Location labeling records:
+===+
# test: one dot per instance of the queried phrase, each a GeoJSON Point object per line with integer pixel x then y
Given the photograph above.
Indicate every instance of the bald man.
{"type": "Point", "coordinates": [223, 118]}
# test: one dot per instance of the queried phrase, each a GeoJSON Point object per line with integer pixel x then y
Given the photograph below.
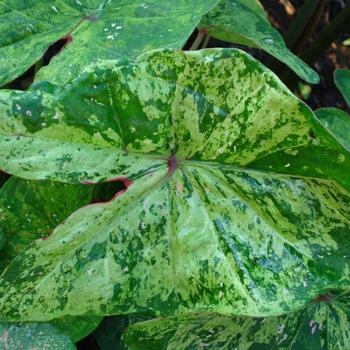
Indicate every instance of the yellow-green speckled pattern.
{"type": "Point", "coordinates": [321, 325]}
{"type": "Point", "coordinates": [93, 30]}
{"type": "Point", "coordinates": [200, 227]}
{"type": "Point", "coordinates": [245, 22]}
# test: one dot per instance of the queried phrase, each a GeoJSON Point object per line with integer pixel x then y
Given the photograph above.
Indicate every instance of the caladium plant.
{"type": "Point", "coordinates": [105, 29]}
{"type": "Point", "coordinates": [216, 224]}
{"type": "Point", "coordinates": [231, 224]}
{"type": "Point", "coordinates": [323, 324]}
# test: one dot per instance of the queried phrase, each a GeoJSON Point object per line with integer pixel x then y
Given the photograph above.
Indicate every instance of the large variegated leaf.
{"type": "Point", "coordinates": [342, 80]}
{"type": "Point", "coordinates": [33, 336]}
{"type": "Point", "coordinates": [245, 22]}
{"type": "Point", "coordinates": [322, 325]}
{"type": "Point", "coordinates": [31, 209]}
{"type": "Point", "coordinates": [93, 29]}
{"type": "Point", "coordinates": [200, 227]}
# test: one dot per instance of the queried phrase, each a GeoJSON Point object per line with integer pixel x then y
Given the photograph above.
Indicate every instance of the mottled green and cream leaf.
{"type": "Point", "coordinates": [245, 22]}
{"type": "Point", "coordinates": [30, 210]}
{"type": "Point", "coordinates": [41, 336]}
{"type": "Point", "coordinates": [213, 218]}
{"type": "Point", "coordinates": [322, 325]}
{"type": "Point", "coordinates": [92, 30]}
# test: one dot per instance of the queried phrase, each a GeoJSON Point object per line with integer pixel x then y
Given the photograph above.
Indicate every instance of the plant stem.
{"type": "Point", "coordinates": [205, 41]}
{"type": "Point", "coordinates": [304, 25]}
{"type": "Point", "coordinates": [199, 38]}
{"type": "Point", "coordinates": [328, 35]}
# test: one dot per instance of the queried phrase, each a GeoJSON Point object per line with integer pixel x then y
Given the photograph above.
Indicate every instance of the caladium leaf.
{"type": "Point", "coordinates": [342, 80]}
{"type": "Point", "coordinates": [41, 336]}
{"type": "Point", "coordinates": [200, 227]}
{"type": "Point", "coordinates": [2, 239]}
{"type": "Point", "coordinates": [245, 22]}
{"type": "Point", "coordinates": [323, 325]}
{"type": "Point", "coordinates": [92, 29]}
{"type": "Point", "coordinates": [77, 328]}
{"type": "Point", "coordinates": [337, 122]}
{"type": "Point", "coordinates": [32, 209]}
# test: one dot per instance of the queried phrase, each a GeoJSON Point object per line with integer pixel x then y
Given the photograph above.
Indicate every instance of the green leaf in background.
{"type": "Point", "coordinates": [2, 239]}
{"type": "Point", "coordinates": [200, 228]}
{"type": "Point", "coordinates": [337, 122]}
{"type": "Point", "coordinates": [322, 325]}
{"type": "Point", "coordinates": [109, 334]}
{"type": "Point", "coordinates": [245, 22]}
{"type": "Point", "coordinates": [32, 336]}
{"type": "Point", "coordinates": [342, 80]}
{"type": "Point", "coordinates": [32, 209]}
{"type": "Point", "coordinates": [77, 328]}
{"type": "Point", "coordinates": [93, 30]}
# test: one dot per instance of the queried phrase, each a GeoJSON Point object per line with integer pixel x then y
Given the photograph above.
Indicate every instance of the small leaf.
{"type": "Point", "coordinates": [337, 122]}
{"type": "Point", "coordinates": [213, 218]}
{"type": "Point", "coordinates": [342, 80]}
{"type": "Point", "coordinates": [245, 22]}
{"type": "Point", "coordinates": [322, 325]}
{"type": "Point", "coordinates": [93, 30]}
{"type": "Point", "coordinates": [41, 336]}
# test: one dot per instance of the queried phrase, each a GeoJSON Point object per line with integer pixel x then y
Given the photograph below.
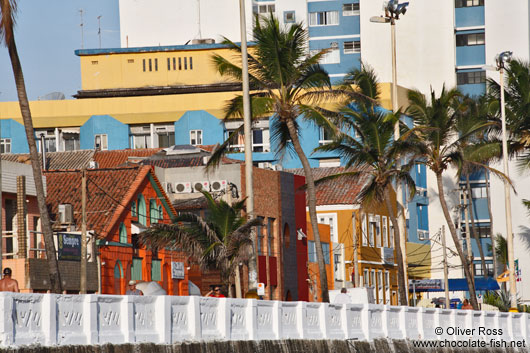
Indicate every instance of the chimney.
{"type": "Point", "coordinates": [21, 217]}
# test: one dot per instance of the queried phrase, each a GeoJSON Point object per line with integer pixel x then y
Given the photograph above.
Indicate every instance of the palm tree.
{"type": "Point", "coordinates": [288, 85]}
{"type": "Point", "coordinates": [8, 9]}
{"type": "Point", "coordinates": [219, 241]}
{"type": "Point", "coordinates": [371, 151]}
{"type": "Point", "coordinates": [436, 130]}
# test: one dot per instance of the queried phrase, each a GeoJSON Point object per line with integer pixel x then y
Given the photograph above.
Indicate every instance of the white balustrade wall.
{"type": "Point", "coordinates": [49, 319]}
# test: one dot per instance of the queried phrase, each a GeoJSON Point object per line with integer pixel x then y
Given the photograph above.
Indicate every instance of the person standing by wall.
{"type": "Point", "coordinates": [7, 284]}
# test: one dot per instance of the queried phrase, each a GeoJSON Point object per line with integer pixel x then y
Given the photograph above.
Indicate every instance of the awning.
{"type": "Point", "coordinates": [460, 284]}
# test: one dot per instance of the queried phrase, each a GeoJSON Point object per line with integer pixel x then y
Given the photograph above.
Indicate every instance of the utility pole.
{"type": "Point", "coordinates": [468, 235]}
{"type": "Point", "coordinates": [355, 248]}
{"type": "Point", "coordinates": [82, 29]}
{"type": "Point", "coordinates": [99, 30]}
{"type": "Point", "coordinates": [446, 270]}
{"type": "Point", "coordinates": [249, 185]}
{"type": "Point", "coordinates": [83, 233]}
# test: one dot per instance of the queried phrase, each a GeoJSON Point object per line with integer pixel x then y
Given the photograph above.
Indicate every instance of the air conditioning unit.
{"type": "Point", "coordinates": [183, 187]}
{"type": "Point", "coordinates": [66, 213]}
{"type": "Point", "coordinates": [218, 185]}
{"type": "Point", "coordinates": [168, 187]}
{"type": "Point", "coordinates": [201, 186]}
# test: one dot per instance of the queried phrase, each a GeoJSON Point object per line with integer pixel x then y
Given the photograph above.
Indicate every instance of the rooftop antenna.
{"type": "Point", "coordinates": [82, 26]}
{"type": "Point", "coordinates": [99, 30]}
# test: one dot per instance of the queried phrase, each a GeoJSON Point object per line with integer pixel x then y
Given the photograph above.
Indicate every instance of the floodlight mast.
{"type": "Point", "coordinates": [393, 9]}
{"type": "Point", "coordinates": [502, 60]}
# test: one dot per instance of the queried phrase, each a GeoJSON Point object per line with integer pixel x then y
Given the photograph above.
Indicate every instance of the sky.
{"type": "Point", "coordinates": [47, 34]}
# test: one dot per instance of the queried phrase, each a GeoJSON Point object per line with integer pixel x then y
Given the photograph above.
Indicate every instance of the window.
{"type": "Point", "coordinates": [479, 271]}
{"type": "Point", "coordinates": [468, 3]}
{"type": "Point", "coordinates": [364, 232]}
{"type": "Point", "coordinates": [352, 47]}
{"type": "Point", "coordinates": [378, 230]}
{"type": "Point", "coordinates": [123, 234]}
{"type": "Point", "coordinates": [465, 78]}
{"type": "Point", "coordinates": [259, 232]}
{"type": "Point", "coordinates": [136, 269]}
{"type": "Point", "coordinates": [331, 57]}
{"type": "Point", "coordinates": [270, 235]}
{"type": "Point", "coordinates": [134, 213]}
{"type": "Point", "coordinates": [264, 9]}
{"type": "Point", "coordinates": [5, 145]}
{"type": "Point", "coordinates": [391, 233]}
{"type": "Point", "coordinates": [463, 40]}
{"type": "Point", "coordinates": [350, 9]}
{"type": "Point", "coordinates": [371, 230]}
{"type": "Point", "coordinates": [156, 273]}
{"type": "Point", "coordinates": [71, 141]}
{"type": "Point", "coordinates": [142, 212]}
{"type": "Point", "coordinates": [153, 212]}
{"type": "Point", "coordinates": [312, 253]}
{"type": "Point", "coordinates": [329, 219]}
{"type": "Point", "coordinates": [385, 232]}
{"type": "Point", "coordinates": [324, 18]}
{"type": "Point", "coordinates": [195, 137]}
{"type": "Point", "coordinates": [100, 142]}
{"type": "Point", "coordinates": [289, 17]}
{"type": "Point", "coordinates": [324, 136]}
+===+
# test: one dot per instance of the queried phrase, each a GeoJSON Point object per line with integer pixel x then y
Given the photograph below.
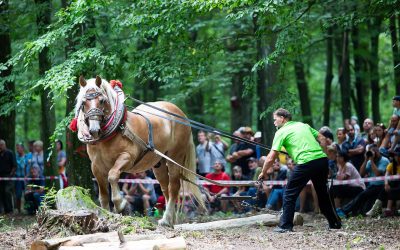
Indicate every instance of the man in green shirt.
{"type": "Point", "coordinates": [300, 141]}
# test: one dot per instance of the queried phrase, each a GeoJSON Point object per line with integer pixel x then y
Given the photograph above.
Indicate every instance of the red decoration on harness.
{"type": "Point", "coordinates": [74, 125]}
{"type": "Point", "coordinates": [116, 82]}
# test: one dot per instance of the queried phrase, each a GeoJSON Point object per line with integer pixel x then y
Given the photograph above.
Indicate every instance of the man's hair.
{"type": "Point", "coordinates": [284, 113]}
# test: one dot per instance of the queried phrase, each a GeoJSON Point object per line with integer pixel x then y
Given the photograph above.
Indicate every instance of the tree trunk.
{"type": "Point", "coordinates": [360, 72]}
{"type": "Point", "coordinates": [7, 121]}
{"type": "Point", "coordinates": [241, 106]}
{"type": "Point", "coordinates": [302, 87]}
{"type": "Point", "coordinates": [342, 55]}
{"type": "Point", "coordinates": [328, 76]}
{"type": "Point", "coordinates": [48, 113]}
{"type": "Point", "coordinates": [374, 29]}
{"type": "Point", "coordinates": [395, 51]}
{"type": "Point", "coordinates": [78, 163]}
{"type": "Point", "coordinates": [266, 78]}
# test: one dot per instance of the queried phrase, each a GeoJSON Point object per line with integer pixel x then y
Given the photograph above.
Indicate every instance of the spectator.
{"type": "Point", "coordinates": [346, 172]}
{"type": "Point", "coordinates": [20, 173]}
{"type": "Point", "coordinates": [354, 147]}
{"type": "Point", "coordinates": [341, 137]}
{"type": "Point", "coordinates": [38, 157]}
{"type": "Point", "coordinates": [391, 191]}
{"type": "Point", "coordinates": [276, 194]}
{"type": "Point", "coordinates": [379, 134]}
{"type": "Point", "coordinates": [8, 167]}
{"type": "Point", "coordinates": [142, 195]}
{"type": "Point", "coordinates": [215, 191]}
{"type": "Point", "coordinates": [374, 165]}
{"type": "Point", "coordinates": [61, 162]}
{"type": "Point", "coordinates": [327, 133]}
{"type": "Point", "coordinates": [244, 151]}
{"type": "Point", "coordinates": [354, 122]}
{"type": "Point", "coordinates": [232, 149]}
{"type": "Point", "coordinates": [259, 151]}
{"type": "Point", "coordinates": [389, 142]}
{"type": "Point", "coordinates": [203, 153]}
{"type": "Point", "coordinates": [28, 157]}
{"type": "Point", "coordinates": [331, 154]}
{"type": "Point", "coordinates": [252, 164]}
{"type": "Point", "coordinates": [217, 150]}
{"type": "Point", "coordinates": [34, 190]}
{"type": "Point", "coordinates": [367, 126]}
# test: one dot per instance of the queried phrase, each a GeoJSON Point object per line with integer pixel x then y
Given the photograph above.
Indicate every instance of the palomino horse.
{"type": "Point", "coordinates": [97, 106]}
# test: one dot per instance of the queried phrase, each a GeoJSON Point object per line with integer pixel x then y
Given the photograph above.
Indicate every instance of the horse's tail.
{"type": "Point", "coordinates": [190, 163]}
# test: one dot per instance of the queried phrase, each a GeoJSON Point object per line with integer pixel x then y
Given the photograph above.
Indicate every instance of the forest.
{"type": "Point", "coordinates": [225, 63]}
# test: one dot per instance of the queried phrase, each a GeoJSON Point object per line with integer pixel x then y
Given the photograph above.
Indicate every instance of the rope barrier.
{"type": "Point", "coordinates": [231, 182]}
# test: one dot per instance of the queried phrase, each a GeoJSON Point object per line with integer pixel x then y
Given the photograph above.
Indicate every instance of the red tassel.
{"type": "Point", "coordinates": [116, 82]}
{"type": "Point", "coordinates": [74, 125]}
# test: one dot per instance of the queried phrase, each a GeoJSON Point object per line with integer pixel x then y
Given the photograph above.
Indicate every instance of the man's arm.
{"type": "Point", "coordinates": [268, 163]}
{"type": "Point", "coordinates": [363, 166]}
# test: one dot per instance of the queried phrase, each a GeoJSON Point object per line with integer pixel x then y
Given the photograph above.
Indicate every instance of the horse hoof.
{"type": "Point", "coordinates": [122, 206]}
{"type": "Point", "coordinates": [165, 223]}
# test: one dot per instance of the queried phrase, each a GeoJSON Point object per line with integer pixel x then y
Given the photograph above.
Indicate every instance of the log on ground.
+===+
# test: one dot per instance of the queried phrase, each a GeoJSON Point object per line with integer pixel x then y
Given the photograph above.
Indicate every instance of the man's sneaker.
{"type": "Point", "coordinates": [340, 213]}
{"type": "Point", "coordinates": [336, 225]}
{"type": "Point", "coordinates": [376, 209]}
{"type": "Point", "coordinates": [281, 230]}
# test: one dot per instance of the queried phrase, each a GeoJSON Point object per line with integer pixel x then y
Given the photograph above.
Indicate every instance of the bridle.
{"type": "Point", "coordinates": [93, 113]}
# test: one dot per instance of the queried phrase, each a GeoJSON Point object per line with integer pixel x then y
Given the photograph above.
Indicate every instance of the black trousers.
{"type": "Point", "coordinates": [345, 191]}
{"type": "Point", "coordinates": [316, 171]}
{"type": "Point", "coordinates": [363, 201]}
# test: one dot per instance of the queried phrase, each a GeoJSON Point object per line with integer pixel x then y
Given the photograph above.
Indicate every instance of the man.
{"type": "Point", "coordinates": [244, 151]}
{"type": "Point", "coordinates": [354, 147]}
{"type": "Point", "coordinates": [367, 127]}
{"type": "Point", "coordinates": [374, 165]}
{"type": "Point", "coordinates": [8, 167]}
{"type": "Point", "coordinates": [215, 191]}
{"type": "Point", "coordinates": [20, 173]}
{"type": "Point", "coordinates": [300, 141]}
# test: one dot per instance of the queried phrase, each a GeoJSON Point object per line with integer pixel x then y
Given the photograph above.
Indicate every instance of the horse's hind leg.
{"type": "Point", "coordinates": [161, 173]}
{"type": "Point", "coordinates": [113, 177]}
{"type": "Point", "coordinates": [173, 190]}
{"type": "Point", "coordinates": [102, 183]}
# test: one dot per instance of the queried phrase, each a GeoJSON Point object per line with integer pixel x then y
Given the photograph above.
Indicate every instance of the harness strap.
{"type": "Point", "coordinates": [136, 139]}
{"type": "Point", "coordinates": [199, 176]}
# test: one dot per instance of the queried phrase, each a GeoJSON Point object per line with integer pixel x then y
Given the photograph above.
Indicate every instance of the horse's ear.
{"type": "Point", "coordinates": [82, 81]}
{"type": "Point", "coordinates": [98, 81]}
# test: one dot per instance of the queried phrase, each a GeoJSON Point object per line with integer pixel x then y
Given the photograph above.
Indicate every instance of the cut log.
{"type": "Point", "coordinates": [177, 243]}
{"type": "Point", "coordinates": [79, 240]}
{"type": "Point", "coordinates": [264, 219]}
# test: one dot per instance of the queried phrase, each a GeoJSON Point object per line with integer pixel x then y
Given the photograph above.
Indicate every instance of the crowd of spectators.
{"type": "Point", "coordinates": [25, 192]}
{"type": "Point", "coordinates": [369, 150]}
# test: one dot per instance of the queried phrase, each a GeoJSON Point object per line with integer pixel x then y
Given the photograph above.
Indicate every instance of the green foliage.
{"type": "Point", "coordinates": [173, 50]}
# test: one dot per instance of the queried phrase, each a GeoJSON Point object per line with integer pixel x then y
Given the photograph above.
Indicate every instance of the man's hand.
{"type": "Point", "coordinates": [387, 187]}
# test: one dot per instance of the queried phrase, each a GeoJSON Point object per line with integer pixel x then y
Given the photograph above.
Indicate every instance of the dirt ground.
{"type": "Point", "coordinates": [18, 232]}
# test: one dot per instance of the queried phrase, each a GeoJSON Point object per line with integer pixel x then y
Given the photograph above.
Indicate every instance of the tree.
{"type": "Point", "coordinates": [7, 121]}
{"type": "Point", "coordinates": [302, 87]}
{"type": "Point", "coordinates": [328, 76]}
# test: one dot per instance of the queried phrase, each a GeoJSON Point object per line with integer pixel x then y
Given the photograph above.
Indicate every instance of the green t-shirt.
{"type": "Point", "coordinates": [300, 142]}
+===+
Show every line of the records above that contains the word "shirt".

Indicate every instance of the man in green shirt.
Indicate every instance of the green t-shirt.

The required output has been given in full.